▸ Entries
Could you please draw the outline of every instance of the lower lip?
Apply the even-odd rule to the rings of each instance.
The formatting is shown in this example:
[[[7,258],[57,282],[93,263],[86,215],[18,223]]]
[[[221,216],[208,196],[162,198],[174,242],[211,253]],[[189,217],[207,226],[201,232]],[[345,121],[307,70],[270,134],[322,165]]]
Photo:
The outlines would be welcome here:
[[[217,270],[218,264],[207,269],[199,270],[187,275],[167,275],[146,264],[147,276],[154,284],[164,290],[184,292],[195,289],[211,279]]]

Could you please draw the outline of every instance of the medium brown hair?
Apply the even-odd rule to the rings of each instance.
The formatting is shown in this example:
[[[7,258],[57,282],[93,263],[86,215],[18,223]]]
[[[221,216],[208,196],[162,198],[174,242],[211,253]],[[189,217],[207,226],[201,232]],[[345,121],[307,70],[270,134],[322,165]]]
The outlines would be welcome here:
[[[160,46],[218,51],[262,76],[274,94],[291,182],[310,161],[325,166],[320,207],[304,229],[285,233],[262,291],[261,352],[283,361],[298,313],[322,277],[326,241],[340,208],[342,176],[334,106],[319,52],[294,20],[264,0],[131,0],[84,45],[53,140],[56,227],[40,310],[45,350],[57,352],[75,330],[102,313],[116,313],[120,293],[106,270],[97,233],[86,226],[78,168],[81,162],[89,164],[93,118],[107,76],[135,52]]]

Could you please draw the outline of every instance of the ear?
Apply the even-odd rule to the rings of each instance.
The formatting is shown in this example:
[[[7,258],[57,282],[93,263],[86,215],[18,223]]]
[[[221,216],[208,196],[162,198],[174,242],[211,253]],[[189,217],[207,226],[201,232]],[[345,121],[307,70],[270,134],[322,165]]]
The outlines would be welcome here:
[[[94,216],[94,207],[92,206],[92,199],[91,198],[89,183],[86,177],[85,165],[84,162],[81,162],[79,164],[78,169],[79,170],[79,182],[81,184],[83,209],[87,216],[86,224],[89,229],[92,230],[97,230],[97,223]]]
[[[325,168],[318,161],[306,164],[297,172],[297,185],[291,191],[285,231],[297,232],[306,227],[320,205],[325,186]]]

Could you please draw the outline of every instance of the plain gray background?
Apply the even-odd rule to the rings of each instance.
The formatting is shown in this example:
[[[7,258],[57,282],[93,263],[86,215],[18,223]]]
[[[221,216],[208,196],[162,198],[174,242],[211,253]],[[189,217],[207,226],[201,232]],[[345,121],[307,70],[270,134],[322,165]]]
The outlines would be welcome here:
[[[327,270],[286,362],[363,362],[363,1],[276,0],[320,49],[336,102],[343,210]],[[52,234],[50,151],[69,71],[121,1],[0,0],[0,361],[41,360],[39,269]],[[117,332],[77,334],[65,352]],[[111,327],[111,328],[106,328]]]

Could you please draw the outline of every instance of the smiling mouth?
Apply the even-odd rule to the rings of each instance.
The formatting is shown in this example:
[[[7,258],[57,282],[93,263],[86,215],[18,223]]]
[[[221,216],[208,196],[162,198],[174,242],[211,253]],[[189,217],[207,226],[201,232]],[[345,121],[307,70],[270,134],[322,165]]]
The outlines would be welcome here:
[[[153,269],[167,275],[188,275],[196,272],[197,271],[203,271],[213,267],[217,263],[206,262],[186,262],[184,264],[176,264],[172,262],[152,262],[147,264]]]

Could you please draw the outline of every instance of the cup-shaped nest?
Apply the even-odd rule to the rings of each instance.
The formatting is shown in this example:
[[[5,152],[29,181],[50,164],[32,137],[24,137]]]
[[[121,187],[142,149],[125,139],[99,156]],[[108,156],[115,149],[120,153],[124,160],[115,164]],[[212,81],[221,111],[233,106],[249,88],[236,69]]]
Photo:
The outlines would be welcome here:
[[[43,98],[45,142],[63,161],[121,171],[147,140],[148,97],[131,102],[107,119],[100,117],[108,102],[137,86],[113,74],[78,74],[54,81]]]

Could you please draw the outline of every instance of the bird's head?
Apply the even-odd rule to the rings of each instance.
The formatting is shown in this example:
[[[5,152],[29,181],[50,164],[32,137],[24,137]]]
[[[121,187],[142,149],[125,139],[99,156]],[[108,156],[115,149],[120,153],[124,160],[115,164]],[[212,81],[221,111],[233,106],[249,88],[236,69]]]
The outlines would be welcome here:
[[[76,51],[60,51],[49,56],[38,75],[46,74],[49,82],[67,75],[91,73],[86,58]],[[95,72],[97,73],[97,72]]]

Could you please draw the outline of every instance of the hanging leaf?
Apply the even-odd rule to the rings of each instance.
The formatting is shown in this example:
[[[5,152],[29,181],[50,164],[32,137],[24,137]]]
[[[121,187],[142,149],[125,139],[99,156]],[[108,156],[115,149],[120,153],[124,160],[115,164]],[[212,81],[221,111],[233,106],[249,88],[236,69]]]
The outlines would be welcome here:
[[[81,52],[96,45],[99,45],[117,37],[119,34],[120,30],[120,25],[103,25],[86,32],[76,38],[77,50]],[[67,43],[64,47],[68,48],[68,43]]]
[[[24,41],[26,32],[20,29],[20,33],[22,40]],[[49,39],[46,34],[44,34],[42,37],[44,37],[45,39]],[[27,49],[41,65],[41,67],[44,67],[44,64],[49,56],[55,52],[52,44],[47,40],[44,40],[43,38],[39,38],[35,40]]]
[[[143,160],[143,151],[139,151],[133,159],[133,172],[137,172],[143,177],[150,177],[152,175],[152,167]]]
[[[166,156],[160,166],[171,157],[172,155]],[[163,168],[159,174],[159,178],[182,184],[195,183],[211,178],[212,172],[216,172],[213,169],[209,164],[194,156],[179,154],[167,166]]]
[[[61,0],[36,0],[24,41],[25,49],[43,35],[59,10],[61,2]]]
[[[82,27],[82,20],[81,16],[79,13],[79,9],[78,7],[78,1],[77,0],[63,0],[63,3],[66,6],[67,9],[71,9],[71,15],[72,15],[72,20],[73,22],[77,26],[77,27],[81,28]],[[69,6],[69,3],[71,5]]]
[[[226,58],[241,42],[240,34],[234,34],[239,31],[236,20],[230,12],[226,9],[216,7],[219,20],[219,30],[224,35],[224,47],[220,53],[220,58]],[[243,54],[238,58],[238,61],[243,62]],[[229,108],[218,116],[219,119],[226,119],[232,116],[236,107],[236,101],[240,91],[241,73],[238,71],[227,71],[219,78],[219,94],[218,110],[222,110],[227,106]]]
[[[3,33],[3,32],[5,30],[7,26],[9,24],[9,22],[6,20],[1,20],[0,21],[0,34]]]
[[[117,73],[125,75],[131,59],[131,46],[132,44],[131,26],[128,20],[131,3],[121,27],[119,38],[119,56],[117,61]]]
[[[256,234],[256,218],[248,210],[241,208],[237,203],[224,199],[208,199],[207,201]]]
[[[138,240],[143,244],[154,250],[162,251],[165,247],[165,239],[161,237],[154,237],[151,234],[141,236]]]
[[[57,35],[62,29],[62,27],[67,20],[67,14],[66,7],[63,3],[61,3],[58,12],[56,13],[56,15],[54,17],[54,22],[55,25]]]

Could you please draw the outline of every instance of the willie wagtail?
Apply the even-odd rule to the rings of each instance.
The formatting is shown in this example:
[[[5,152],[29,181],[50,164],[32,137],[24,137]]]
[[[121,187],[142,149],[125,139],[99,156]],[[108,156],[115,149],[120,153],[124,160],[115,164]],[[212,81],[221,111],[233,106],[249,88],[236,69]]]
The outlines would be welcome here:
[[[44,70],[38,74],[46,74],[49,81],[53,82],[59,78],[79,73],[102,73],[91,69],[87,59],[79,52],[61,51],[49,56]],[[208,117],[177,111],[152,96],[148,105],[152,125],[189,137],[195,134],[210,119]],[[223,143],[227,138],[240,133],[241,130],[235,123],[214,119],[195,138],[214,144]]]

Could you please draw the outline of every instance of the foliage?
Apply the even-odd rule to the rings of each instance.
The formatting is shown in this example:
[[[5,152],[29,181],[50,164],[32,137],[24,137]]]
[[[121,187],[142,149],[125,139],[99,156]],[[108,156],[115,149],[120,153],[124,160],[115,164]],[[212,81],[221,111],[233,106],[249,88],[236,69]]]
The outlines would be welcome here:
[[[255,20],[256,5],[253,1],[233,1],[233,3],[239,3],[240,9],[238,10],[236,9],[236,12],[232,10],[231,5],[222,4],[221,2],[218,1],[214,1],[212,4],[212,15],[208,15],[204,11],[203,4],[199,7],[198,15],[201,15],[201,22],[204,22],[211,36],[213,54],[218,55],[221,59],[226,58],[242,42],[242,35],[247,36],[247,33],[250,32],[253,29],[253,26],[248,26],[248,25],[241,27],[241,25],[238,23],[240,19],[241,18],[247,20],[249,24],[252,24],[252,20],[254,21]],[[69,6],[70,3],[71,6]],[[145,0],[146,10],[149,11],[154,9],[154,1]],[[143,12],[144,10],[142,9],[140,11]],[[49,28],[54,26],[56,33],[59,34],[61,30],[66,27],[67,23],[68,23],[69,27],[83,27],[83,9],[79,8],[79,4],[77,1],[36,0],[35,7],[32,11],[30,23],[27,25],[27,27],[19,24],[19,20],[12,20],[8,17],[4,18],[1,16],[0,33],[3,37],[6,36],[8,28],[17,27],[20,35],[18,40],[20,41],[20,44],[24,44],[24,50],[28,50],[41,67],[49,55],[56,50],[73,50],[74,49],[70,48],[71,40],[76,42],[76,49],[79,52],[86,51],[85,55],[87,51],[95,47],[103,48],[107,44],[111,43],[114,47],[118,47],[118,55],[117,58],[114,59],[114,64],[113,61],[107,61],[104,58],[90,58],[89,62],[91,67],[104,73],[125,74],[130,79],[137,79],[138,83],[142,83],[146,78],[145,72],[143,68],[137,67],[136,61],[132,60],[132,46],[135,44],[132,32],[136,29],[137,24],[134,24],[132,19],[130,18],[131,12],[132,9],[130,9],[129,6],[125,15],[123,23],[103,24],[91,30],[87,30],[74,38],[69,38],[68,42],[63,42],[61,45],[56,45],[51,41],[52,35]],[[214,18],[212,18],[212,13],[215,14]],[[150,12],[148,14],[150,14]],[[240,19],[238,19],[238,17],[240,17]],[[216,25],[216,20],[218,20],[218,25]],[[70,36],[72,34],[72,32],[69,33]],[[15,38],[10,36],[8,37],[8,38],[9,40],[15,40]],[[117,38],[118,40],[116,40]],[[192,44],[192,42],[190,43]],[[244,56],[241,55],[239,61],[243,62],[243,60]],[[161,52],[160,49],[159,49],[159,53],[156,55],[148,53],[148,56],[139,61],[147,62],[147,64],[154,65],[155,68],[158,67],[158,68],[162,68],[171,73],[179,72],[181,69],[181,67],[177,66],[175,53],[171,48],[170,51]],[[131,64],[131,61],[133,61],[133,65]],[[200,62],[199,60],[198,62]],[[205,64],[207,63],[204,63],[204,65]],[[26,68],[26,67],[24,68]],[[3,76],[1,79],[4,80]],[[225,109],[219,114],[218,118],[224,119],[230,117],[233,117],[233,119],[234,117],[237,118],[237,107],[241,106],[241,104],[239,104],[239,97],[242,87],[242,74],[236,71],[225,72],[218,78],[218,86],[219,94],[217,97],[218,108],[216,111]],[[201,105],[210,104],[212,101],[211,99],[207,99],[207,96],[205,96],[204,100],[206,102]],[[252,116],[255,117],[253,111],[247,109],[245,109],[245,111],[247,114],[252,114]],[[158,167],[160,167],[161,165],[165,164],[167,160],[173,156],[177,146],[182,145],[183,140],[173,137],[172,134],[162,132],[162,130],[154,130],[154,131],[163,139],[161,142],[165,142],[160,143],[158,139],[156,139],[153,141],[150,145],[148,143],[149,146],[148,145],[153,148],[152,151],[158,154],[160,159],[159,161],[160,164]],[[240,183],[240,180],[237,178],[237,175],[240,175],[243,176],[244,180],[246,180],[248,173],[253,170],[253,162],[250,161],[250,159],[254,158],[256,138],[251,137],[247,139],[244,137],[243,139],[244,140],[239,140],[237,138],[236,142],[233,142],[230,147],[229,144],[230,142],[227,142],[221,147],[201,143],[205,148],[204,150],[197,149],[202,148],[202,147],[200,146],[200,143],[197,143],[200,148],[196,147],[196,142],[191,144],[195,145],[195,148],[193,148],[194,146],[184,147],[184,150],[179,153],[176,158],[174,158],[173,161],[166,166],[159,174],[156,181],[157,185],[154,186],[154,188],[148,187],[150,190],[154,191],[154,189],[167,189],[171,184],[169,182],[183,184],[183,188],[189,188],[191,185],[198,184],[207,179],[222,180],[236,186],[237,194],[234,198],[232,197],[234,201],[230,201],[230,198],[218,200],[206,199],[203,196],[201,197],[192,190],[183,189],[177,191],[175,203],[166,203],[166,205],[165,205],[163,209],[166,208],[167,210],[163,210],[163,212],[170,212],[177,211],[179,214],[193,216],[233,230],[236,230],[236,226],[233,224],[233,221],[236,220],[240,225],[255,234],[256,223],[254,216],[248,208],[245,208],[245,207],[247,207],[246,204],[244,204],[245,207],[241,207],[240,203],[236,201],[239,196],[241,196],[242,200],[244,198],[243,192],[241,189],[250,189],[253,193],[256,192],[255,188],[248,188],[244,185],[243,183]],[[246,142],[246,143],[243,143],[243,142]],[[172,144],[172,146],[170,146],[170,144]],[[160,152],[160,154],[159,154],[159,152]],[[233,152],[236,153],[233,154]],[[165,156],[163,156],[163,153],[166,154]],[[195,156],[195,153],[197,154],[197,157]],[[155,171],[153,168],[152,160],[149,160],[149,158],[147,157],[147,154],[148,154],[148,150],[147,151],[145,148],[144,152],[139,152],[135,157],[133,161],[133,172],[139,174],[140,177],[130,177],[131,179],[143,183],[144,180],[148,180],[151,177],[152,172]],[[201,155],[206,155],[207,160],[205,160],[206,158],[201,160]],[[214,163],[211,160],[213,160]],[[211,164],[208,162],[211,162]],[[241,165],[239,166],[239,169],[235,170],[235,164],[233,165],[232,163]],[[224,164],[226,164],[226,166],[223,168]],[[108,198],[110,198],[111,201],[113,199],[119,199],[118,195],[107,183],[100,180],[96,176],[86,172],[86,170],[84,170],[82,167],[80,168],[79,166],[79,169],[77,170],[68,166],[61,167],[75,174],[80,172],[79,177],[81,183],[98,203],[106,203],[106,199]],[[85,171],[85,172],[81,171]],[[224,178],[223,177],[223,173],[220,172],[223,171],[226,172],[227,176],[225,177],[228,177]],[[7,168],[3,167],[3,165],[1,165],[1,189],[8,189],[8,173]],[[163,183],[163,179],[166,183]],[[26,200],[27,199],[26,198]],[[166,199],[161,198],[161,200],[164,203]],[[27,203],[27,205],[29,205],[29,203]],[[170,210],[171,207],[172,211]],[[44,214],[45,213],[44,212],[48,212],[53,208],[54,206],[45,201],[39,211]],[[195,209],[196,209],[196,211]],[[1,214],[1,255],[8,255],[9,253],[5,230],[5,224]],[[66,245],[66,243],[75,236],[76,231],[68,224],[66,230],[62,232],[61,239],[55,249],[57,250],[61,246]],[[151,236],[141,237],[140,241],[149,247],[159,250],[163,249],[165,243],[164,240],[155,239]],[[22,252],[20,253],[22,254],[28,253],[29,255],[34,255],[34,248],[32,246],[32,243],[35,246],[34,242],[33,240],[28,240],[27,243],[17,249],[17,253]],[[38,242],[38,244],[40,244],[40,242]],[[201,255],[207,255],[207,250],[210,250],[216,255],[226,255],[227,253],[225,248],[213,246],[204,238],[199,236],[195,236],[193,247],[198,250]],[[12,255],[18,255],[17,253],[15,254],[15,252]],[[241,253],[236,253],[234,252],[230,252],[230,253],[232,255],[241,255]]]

▸ The request
Show every row above that contains the word "please", copying each such line in full.

▸ Reply to the task
Could you please draw the outline of every instance of the lower lip?
Could you please draw the outline of every instance of the medium brown hair?
Could you please draw the outline of every instance of the ear?
Could you please draw the outline of every instance of the plain gray background?
Could you please draw the outline of every instance of the smiling mouth?
Could you please draw the outline of every instance of the cup-shaped nest?
Could you please draw the outline of every instance of the bird's head?
Could you please draw the outline of every instance of the hanging leaf?
Could you please draw the outline of every instance of the willie wagtail?
Could you please draw the outline of every instance of the foliage?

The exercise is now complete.